Work to complete>
Summarize the FPC excerpt below in two sentences.

Excerpted text>
§ §

The interim FPC met again last Friday, and we look forward to its report later this week setting out recommendations on tools that it believes should be included in the statutory FPC’s macro-prudential toolkit.
We, like many of our international peers, are in the early stages of understanding how these tools will work, and our knowledge will only increase through shared experience.
That’s why we have committed to public consultation on the FPC’s initial set of policy tools before presenting our proposals to Parliament.
At the same time, as financial markets innovate and change, and as new risks emerge, the judgement and foresight of the FPC and the Bank of England will be critical to responding to those risks, for example by recommending changes to the macro-prudential tool kit or the perimeter of regulation.
These are substantial responsibilities, and substantial powers.
By exercising these macro-prudential tools, the FPC will be taking decisions that can have significant economic implications.
That’s why it is essential not only to embed the FPC’s independence in statute but also to put in place strong mechanisms to promote transparency and ensure accountability.
First and foremost, we have been clear that as the FPC pursues its objective to protect and enhance the financial system, it cannot be over-zealous in its pursuit of stability to the point where the financial sector can no longer support the real economy - “The stability of the graveyard”
That’s why the legislation explicitly prohibits the FPC from taking any actions that would be likely have a significant adverse effect on the financial sector’s ability to contribute to sustainable growth in the medium or long term.
This represents a strong growth element in the FPC’s objective… stronger even than that of the Monetary Policy Committee.
Let’s not forget that by taking effective and timely action to ensure stability, for instance to lean against unsustainable credit growth, the FPC will at the same time be protecting long term economic growth. Targeted and effective action by the FPC can therefore prevent the damage to growth that would be caused by a bubble building and then bursting.
Growth is and will continue to be an overriding priority for this Government. But we - and the FPC - need to focus on the right kind of growth… sustainable growth based on strong fundamentals …and not growth built on the unsustainable mountains of debt that preceded the recent crisis.
Of course, compared to inflation rate targeting through the interest rates, targeting financial stability with what are still embryonic tools, is an altogether different task.
That’s why it is essential that Bank of England and the FPC must continue
- to develop, and report against, robust indicators of financial stability;
- to set out their analysis of risks to the system and effectiveness of their policy actions; and
- to demonstrate to the Parliament and the public how they achieve the right balance between financial stability and sustainable economic growth.

§ §

Stored data>
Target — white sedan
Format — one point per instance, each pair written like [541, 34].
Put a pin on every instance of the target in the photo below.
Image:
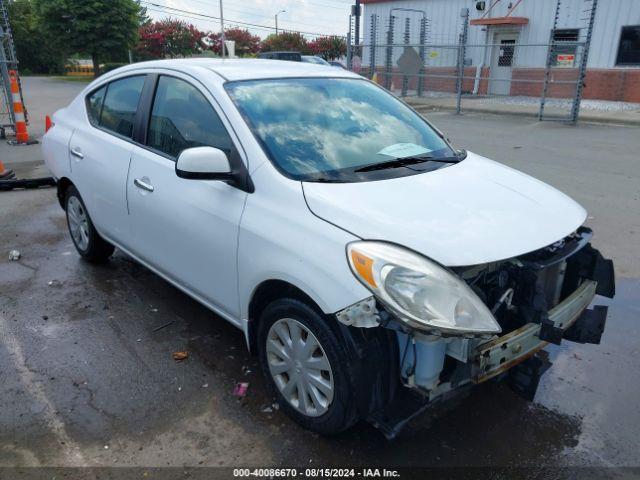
[374, 269]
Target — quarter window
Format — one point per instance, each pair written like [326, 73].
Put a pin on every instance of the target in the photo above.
[629, 49]
[183, 118]
[94, 105]
[121, 104]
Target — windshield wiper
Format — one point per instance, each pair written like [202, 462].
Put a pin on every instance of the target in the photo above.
[403, 162]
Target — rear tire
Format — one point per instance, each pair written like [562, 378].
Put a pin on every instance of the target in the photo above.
[88, 242]
[311, 382]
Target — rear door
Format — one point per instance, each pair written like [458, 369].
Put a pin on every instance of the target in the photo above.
[100, 152]
[186, 229]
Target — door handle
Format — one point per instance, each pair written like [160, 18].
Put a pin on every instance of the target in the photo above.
[143, 185]
[77, 153]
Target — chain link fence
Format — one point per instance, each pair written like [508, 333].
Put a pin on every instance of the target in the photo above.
[403, 55]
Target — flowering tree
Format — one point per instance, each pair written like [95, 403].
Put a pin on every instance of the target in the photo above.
[169, 38]
[329, 48]
[285, 41]
[246, 43]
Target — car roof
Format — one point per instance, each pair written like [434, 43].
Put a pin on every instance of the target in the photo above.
[247, 69]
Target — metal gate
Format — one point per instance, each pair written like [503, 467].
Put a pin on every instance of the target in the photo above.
[546, 77]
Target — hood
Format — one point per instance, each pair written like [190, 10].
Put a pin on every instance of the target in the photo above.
[476, 211]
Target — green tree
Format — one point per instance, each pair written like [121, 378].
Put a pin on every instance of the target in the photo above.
[37, 51]
[93, 27]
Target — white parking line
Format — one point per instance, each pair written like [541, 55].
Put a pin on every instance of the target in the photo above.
[70, 451]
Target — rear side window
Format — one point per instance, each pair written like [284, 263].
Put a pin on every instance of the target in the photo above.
[183, 118]
[121, 104]
[94, 105]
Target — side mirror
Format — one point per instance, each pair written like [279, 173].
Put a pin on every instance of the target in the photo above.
[203, 163]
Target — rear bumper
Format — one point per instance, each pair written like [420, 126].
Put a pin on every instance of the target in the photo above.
[501, 354]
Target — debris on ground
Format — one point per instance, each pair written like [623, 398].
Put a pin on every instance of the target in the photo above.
[270, 408]
[162, 326]
[179, 356]
[240, 390]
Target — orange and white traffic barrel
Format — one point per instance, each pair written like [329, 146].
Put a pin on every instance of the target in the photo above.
[22, 137]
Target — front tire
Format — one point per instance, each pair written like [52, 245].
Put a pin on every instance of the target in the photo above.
[306, 367]
[88, 242]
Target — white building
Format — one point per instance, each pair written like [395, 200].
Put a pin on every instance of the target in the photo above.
[507, 42]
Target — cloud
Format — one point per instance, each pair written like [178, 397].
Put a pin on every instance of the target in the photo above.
[317, 16]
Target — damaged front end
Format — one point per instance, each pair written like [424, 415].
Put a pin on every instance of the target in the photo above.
[538, 298]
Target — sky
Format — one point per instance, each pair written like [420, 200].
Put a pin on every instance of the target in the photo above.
[327, 17]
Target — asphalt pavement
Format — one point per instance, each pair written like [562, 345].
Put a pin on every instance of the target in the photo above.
[86, 362]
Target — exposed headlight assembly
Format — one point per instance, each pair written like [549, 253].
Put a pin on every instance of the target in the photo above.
[422, 294]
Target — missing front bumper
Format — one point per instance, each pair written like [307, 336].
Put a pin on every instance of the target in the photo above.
[501, 354]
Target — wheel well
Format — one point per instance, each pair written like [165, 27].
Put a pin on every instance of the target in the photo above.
[63, 184]
[268, 292]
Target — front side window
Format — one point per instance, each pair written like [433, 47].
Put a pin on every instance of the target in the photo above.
[121, 104]
[629, 49]
[333, 129]
[183, 118]
[94, 105]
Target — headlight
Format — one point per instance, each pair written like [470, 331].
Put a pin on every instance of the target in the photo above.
[419, 291]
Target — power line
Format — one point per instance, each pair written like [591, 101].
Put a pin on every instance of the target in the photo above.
[237, 22]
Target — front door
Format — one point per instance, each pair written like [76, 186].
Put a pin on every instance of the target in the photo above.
[186, 229]
[502, 61]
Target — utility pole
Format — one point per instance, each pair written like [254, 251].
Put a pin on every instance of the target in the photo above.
[357, 26]
[281, 11]
[221, 31]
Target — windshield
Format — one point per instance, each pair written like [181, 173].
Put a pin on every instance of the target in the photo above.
[328, 129]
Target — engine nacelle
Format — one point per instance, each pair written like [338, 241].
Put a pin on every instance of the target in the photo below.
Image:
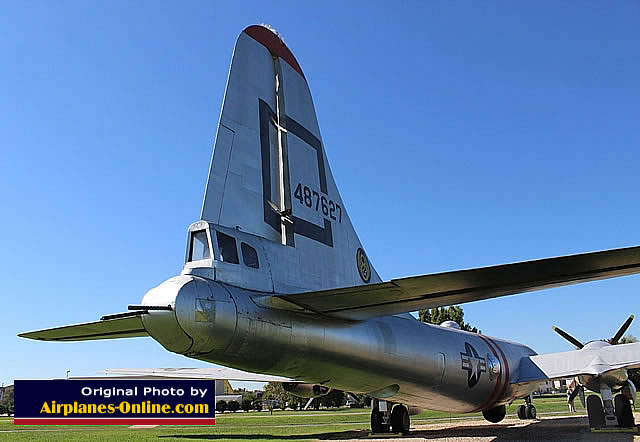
[306, 390]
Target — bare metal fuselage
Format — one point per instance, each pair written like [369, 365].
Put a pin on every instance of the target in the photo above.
[392, 357]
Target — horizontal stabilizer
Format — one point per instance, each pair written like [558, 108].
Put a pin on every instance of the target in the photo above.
[440, 289]
[230, 374]
[129, 326]
[593, 362]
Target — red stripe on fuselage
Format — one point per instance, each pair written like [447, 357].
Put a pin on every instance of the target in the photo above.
[270, 40]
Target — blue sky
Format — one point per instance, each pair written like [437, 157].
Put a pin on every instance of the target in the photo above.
[461, 134]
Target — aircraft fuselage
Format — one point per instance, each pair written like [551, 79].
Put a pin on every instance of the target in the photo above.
[392, 357]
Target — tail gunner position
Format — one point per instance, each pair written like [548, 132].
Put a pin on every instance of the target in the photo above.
[277, 282]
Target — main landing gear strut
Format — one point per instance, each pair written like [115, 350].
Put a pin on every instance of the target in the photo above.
[610, 411]
[528, 410]
[385, 418]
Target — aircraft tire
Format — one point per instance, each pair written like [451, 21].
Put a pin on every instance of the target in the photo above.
[530, 412]
[595, 411]
[623, 410]
[400, 419]
[376, 422]
[495, 414]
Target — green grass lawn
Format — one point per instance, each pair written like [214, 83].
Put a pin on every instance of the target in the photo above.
[282, 425]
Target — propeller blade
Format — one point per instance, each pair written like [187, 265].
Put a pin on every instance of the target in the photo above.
[568, 337]
[622, 331]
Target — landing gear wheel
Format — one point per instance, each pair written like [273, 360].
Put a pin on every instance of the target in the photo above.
[495, 414]
[595, 410]
[376, 422]
[624, 413]
[530, 412]
[400, 419]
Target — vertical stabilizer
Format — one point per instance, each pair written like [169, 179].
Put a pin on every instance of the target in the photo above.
[269, 175]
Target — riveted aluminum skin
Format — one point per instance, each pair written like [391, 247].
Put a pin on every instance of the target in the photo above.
[393, 357]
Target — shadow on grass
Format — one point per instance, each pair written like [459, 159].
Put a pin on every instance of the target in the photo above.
[571, 428]
[352, 434]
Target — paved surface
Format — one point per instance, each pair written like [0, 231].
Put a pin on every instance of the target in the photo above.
[551, 428]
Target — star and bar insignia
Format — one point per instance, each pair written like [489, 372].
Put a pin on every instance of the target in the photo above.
[473, 364]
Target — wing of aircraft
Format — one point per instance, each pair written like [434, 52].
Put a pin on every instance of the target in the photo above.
[592, 362]
[230, 374]
[457, 287]
[400, 295]
[125, 325]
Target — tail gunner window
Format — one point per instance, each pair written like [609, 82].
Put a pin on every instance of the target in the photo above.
[228, 248]
[199, 246]
[249, 256]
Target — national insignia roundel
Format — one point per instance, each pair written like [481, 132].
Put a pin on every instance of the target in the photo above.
[362, 262]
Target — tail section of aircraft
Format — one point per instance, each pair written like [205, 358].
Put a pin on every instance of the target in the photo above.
[269, 174]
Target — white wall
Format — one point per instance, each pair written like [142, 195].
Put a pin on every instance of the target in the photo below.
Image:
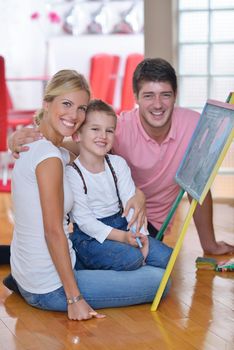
[23, 44]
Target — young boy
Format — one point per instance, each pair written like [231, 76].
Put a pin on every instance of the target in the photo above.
[102, 184]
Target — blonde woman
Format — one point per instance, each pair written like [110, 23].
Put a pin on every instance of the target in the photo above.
[42, 257]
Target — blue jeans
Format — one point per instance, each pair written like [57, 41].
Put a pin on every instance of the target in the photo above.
[102, 289]
[113, 255]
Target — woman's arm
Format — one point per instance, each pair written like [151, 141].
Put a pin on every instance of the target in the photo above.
[50, 182]
[138, 204]
[18, 140]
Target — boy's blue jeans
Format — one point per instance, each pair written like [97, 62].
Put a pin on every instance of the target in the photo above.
[113, 255]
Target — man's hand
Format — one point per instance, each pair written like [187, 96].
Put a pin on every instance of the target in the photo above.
[18, 140]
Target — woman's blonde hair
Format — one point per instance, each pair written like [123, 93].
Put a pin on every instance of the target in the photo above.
[64, 81]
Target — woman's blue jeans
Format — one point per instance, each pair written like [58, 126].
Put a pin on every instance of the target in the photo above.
[113, 255]
[104, 288]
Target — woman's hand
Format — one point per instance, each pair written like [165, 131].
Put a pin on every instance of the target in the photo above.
[82, 311]
[138, 204]
[145, 248]
[19, 138]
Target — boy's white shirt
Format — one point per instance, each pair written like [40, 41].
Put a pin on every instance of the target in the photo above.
[101, 199]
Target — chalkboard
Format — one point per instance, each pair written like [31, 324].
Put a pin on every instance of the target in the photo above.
[207, 148]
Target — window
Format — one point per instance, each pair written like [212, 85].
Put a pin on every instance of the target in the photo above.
[205, 51]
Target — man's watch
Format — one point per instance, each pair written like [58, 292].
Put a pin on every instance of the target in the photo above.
[73, 300]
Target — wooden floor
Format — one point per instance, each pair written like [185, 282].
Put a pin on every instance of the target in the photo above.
[197, 314]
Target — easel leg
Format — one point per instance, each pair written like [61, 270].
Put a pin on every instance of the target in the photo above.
[173, 256]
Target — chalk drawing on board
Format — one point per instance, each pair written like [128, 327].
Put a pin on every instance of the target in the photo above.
[209, 138]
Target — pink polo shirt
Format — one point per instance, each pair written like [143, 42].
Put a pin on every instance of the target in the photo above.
[154, 166]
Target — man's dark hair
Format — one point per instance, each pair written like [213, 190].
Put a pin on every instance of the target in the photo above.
[100, 106]
[155, 70]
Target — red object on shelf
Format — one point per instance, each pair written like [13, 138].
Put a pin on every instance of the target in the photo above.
[103, 76]
[3, 107]
[127, 96]
[5, 187]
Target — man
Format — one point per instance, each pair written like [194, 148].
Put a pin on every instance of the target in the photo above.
[153, 139]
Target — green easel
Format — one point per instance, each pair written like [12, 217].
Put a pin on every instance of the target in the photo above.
[204, 155]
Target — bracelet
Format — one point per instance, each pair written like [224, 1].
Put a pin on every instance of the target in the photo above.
[73, 300]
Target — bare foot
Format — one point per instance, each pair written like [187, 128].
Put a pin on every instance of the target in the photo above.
[221, 248]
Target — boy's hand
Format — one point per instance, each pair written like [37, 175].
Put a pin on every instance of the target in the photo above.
[17, 140]
[145, 243]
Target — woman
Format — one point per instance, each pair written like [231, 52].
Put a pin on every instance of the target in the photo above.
[42, 257]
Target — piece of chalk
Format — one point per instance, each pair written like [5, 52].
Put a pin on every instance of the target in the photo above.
[139, 242]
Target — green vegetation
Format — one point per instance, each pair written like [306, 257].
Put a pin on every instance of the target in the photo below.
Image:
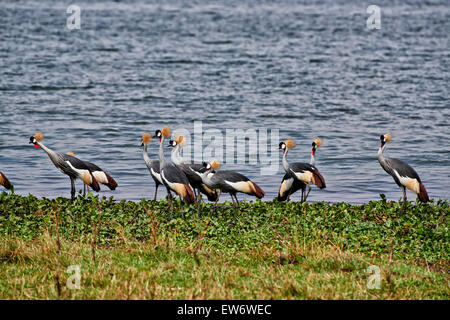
[269, 250]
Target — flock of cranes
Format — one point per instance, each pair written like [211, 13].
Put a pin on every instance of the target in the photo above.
[189, 180]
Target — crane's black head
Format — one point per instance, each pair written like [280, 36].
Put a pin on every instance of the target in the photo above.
[172, 143]
[34, 141]
[314, 145]
[158, 134]
[385, 138]
[206, 168]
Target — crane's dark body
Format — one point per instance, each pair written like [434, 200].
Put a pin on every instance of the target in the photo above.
[403, 169]
[294, 185]
[4, 181]
[101, 176]
[402, 173]
[190, 169]
[68, 165]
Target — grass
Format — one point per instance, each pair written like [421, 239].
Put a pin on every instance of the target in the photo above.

§ §

Result for this task>
The FPC will hold substantial powers through macro-prudential tools whose workings are still in the early stages of being understood, so its initial set of tools will go to public consultation before proposals are presented to Parliament, and its independence is to be embedded in statute alongside strong mechanisms for transparency and accountability. The legislation prohibits the FPC from actions likely to have a significant adverse effect on the financial sector's ability to contribute to sustainable growth in the medium or long term, and the Bank of England and the FPC must develop and report against robust indicators of financial stability, set out their analysis of risks, and show how they balance financial stability with sustainable economic growth.